**Enunciado 1:** Copie fielmente todas as linhas da listagem que aparece mais abaixo, sem incluir as imagens.

**Excerto do documento:**
━━━━━━
Imagem de Mário T Cabral – O meu tio do Brasil
Comunidades 13 dez, 2017, 05:58

Mário T Cabral – O meu tio do Brasil

O  meu tio do Brasil 


Mário T Cabral,

O meu único tio ainda vivo tem cerca de noventa anos e mora em São José, na Califórnia, se bem que tenha saído da ilha rumo ao Brasil. Minha avó Maria das Dores tinha ficado viúva muito nova, com cinco filhos para criar. Meu tio José era o mais velho e, quando teve idade, procurou a sua sorte aqui, na terra em que agora me encontro, com grande emoção particular. 

     Só vi meu tio José duas vezes na vida: a primeira, quando tinha uns cinco anos e ele regressou à ilha para tratar das partilhas; a segunda, quando tinha vinte, e estava de luto pela morte de meu Pai. Mas não é por isso que a nossa relação é menos forte e continuo a falar com ele ao telefone com frequência. Ele nunca esteve fora do nosso coração, nem por um minuto.
     Ouvi muitas vezes contar, na minha infância, o modo como embarcara sem quase nada, com a sua viola à tiracolo. Naquele tempo, o barco fazia escala na ilha da Madeira e ainda guardamos um postal amarelecido que nos enviou de lá: um rapaz do povo atira-se da proa de um grande paquete ancorado. Aqui, meu tio trabalhou em açougues e leitarias, dormindo num quartinho dos fundos e fazendo entrega de encomendas, de bicicleta. Correu meio Brasil neste modo de vida, mudando-se de cidade para cidade. Certa vez, sofreu um acidente e teve de colocar uma rótula de prata, se bem me lembro; certo é que, nas vezes que nos visitou, brincava com o facto, exclamando: “Cuidado com esta perna, que é muito valiosa!”. Quando chegava perto do Carnaval, temíamos sempre pela sua sorte. Na nossa pequena ilha distante imaginávamos um sem número de perigos que o poriam em risco. Minha Mãe — a sua irmã mais moça — dizia-nos que as pessoas aproveitavam-se das máscaras para se vingarem.
━━━━━━
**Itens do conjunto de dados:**
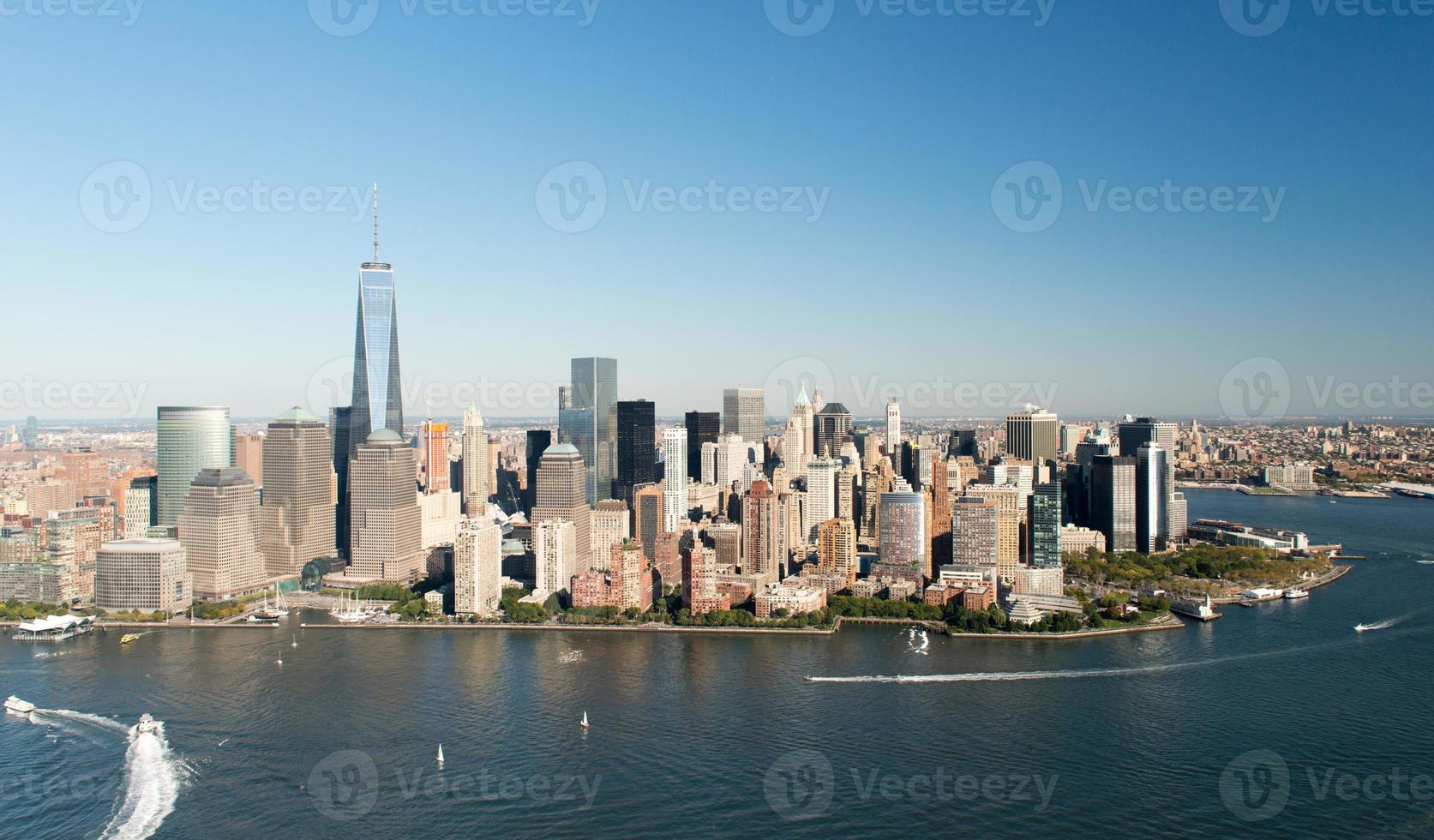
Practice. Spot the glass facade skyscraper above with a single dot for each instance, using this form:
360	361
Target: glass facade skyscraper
189	439
588	420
━━━━━━
**Enunciado 2:** Segundo a crónica, em que cidade mora hoje o tio José?

**Resolução 1:**
Practice. Spot the glass facade skyscraper above with a single dot for each instance, using this form:
360	361
Target: glass facade skyscraper
189	439
588	420

**Resolução 2:** Em São José, na Califórnia.